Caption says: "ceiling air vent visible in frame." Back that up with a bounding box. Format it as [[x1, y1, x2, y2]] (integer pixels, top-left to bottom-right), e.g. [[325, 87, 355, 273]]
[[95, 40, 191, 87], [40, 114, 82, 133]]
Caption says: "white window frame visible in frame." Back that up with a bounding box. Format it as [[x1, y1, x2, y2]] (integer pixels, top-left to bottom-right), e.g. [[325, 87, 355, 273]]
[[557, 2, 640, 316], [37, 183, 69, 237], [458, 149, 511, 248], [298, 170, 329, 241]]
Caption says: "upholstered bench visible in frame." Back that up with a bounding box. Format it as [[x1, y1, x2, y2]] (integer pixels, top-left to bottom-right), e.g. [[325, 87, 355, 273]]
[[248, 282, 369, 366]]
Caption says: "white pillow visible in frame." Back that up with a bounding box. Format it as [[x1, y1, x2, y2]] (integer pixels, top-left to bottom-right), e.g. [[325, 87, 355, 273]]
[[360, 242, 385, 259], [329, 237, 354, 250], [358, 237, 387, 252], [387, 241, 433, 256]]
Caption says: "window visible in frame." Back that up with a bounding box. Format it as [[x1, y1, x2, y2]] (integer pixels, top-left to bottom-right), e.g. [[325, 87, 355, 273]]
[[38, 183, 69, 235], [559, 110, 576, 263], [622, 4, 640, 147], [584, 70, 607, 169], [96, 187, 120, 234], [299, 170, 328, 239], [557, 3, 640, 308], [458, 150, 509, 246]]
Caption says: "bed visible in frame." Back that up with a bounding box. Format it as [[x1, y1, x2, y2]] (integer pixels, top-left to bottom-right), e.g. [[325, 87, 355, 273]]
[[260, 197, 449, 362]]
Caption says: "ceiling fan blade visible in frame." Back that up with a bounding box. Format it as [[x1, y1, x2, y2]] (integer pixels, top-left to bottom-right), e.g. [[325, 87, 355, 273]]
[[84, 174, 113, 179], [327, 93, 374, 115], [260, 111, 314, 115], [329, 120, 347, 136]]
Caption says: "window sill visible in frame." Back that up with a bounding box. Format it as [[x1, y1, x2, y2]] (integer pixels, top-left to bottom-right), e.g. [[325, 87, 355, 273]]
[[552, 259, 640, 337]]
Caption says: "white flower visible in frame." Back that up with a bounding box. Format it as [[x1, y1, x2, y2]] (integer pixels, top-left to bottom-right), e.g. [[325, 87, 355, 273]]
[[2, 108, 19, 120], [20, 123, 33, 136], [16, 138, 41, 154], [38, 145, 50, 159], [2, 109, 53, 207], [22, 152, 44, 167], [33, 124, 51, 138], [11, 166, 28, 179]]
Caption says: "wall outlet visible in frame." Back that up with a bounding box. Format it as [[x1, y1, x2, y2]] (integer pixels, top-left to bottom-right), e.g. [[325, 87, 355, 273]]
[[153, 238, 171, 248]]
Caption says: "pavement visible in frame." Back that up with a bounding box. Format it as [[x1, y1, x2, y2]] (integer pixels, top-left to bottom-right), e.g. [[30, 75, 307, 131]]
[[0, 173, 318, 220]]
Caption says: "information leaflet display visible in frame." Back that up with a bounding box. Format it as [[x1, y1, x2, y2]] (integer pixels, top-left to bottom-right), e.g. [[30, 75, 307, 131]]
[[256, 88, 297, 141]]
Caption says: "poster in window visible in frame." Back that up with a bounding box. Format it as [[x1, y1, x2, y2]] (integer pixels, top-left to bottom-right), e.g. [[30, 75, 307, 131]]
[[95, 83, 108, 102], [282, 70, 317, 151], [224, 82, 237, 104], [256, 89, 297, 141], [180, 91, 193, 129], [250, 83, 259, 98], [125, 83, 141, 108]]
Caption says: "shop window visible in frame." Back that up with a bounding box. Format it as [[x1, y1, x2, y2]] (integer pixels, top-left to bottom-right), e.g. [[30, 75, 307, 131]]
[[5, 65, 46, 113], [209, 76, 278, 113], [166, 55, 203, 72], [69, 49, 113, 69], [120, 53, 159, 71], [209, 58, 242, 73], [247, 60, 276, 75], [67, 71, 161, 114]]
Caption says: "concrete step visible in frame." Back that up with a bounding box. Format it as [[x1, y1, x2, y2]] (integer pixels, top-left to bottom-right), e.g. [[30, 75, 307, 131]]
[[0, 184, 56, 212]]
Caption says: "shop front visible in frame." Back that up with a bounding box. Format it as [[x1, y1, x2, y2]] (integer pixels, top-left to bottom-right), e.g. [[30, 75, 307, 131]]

* * *

INSTRUCTIONS FOR THE TASK: Find every line in the rows above that contains the word "shop", and copy each of those lines in full. The match is case-sensitive.

WRITTEN SOLUTION:
Caption says: "shop window visible in frame." Back that up with a bounding box. Format it as [[x1, y1, x2, y2]] (integer pixels, top-left to bottom-right), e.g. [[30, 75, 307, 131]]
Caption says: "shop front visible in frame." Back that up with a bounding box. Format it as [[x1, y1, x2, y2]] (integer pixels, top-left to bottom-right), e.g. [[30, 75, 307, 131]]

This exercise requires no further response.